- [Goal]: Count the lines of the records below that contain the string "pole", treating uppercase and lowercase as different. Reply with the number alone.

- [Given data]:
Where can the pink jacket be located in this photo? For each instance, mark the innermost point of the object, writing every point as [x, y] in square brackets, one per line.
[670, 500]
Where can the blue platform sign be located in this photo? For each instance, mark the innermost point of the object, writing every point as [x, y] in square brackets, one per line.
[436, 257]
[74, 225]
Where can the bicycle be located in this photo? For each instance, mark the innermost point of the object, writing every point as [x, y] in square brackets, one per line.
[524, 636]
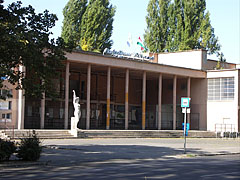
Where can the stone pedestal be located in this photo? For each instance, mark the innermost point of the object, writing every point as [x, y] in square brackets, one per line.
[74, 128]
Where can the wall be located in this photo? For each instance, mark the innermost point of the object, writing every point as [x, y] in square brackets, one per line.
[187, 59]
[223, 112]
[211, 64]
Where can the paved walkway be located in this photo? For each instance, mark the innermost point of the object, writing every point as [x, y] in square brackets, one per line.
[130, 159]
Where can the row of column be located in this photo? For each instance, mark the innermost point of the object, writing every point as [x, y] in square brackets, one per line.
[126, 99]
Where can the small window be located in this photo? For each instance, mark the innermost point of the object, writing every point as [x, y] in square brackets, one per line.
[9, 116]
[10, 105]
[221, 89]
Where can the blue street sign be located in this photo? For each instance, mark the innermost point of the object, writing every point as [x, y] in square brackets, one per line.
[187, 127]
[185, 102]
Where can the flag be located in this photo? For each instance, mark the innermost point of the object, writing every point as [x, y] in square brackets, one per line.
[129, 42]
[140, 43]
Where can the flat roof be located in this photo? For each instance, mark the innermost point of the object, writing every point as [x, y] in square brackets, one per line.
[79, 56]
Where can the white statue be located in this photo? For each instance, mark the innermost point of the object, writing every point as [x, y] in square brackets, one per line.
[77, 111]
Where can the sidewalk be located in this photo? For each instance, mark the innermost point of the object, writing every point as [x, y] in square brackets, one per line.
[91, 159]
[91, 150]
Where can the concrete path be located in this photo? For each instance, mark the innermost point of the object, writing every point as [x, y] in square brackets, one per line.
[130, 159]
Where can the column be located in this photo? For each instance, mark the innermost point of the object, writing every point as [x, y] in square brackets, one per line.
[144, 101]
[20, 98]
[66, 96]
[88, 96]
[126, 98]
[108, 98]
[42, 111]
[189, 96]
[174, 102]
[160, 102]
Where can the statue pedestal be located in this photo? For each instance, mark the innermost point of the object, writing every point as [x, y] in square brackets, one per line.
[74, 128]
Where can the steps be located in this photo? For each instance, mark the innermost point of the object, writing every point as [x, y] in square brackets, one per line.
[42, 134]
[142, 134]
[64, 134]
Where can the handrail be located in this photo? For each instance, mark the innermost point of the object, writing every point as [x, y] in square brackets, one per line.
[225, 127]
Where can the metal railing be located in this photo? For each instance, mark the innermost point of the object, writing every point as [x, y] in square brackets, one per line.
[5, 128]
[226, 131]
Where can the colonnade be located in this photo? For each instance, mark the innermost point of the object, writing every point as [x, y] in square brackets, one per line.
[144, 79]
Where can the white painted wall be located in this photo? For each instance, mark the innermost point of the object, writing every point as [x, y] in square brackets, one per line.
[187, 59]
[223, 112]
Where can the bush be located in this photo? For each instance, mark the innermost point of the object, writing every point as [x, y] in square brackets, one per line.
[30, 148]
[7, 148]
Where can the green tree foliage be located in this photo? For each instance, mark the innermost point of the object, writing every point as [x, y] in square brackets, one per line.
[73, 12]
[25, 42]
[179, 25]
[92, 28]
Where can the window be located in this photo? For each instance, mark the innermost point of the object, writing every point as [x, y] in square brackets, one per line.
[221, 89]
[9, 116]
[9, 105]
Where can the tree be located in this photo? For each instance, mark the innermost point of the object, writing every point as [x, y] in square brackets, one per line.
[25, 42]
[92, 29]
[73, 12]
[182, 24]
---
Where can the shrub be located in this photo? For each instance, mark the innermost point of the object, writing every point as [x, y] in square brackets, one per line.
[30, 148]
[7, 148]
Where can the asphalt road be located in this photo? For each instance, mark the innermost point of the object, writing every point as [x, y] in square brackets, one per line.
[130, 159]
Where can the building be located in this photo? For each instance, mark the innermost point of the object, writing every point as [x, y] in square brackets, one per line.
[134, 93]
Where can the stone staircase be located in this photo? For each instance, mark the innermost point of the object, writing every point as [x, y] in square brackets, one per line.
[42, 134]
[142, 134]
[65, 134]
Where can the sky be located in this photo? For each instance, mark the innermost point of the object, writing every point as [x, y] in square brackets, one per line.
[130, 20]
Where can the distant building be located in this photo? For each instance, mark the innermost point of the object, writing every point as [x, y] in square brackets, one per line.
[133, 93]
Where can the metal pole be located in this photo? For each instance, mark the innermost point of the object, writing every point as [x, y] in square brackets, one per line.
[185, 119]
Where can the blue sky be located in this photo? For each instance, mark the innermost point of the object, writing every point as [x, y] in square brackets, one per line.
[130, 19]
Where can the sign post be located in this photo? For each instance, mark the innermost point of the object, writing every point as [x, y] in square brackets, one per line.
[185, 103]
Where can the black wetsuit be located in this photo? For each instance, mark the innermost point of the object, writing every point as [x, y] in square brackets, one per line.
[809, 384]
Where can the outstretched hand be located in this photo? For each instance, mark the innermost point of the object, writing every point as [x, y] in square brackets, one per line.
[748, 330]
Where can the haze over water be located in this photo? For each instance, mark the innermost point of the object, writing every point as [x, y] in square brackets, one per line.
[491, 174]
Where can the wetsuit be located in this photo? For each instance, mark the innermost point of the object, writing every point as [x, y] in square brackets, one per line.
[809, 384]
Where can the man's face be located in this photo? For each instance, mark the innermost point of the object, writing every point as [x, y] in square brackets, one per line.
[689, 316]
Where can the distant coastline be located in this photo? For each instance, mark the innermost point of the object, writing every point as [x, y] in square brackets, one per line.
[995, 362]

- [In response]: 1